>> START Selected passage

# Spacer or Trim Shaft?



## Coley (Jul 26, 2007)

What is the space between the ends of the two shafts (trans & motor) without any coupling?

Why are you using the disk and the flange required for it?

If you are using it for the sprung center, it is not needed. 

Can you post pictures? 

I wouldn't shorten the motor shaft.


----------



## Guest (Aug 13, 2009)

I'd second that, don't shorten the motor shaft. Figure out the proper way to attach the motor to the trans and go with that. No trimming should have to be done on the motor or the trans if done properly. Don't cut corners. 

Pete


----------



## iss407 (Dec 6, 2007)

I have decided not to shorten the shaft. I am not going to use the tailshaft right now so I won't worry about it at the moment. I am going to use 6 1" spacers that I scrounged up. They are 1.0" O.D. 7/16" I.D. and very solid. I will put them between the motor and the adapter plate. If I decide I want to do something with the tailshaft later I can simply trim the shaft and remove the spacers. That won't be until later after everything has been runing for a while.

So I will have 1" spacers + 3/4" plate for 1.75" between the motor and bell housing. The motor shaft is 2.2" long so I have .45" of motor shaft going into the bell housing. After trimming the transmission input shaft is about .75" deep in the bell housing so I will have a little more than 1/4" space between the shafts. That should work great since the coupler is open in the middle.

I will post pics later. I made a first pass at the coupler in my garage. It would work but it isn't pretty. A machinist friend of mine who operates a flatbed laser cut some discs out of 1/4" aluminum for me. I am going to machine those over the weekend into a better coupler and I'll send pics then.

Thanks,

-- Paul


----------

>> END Selected passage

▸ The request
List every question Coley asks in the spacer-or-trim-shaft thread above, quoting each one.

>> START Extracted entries

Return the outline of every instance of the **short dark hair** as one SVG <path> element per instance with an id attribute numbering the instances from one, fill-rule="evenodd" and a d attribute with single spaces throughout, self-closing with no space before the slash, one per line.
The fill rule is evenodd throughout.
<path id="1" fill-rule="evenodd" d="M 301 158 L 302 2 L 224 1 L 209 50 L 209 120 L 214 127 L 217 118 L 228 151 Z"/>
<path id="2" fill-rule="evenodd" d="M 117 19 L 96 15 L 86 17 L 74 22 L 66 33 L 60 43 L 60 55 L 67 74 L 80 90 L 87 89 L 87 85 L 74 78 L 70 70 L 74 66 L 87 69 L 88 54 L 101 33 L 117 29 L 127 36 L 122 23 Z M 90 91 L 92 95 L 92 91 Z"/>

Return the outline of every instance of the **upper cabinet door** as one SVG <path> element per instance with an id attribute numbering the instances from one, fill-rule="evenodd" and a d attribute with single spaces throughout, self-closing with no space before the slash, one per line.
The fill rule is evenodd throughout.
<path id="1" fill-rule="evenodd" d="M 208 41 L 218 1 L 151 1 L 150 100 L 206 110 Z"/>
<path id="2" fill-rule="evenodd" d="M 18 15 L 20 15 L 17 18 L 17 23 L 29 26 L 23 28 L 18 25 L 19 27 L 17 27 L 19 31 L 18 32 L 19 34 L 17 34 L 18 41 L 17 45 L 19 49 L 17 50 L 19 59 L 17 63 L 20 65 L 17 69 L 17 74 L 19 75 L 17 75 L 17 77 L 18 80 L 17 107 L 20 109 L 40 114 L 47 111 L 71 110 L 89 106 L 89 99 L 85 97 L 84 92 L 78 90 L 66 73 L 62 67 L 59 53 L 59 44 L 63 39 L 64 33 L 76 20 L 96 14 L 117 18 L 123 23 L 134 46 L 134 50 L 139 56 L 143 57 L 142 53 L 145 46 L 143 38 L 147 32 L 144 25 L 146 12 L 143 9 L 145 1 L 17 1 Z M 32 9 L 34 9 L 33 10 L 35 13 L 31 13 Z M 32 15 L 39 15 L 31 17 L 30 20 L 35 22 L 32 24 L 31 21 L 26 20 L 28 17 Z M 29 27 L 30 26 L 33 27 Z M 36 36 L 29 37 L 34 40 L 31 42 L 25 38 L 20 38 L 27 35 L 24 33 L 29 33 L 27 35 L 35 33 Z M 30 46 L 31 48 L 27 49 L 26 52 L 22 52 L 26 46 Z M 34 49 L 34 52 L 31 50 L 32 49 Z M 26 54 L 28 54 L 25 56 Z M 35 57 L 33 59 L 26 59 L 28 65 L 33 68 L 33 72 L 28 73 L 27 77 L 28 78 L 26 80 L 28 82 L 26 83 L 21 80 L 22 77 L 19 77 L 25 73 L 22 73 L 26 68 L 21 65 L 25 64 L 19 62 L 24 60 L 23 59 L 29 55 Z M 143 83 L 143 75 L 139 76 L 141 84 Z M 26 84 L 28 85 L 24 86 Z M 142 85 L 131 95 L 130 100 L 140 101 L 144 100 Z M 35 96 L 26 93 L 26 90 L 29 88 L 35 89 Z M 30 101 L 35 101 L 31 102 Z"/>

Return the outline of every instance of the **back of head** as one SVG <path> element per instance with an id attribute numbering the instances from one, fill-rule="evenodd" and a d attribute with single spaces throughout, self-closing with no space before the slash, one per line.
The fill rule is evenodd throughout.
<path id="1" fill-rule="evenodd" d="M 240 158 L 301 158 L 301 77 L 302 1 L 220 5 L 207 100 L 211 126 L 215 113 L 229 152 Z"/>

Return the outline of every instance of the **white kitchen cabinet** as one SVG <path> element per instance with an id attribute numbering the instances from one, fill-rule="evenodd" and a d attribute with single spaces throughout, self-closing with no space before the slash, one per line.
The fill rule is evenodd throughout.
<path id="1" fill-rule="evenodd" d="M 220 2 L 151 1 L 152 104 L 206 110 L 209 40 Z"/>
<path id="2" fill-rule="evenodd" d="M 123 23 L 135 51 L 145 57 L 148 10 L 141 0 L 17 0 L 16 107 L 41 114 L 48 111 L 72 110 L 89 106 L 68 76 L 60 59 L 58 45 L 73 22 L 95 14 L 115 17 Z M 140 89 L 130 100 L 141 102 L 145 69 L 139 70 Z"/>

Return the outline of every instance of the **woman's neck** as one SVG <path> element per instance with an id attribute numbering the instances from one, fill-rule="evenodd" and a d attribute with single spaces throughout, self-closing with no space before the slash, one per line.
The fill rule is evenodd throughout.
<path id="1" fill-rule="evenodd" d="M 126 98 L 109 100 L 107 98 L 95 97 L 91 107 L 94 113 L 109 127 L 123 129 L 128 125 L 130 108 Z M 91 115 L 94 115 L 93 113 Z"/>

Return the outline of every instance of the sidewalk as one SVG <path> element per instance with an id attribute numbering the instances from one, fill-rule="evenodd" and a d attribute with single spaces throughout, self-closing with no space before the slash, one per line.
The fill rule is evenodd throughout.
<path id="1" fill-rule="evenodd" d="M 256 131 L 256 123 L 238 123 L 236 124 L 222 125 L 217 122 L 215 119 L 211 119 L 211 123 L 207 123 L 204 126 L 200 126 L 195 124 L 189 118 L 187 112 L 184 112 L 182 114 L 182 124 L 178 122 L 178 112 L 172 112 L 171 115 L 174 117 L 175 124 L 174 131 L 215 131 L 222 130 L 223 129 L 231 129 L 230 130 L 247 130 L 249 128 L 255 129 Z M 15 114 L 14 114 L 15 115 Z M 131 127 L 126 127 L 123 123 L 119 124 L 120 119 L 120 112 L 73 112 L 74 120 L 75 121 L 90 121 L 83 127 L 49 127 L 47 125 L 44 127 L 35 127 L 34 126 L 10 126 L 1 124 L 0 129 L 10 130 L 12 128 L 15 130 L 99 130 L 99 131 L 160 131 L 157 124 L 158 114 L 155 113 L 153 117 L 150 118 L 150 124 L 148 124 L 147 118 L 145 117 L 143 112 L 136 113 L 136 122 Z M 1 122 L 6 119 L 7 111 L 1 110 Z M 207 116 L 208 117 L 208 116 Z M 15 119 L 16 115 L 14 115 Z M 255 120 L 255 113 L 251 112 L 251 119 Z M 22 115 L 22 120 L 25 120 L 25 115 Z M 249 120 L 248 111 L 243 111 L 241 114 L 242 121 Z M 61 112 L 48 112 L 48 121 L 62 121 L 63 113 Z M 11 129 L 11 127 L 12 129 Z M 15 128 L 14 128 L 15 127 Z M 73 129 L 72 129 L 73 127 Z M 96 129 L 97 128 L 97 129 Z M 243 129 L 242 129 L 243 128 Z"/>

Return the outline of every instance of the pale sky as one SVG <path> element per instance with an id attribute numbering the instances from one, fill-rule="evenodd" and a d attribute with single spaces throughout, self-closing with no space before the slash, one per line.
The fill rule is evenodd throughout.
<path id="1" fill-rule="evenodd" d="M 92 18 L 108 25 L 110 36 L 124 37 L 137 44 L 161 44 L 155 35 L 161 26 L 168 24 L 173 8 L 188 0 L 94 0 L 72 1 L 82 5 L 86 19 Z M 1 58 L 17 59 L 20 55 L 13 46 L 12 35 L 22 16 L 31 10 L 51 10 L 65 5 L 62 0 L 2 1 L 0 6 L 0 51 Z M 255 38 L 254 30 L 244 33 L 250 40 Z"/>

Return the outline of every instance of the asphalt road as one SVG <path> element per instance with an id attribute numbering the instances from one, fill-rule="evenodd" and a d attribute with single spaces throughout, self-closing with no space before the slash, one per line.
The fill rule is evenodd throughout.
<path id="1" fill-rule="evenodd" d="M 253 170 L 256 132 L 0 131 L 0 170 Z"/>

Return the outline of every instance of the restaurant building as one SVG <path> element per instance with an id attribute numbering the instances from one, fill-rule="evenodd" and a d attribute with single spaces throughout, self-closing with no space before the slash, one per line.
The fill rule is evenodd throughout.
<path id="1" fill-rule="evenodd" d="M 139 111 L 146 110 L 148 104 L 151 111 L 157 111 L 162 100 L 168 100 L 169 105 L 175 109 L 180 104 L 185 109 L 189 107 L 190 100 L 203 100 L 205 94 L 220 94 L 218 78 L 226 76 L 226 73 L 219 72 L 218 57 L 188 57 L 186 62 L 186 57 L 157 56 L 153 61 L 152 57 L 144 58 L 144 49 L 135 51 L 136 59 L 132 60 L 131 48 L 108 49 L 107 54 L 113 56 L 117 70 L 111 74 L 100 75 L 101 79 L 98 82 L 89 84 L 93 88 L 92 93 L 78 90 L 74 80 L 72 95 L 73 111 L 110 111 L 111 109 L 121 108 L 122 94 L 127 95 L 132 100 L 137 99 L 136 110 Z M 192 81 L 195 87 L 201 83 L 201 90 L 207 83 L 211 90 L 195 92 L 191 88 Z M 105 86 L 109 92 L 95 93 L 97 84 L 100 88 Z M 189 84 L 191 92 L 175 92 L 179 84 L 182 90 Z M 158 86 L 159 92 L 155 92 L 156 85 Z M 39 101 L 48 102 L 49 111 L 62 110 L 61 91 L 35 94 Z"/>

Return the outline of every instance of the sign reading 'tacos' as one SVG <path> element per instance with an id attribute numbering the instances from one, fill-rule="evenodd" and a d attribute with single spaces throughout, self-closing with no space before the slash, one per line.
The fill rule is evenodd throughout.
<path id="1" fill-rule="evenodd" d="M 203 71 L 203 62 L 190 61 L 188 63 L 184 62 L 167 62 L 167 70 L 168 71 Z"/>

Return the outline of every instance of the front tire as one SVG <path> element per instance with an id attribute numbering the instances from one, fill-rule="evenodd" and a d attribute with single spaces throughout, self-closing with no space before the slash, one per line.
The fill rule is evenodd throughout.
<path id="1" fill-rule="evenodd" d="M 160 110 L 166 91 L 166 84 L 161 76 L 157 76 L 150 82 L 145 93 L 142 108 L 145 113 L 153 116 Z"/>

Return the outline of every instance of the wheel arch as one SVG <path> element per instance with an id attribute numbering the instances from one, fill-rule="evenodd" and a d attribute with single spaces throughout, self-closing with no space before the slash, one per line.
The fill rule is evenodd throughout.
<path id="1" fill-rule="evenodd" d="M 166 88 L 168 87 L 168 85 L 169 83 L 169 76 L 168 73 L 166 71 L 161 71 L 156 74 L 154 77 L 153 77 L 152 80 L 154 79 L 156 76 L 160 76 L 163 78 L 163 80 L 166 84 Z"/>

>> END Extracted entries

▸ Full solution
- "What is the space between the ends of the two shafts (trans & motor) without any coupling?"
- "Why are you using the disk and the flange required for it?"
- "Can you post pictures?"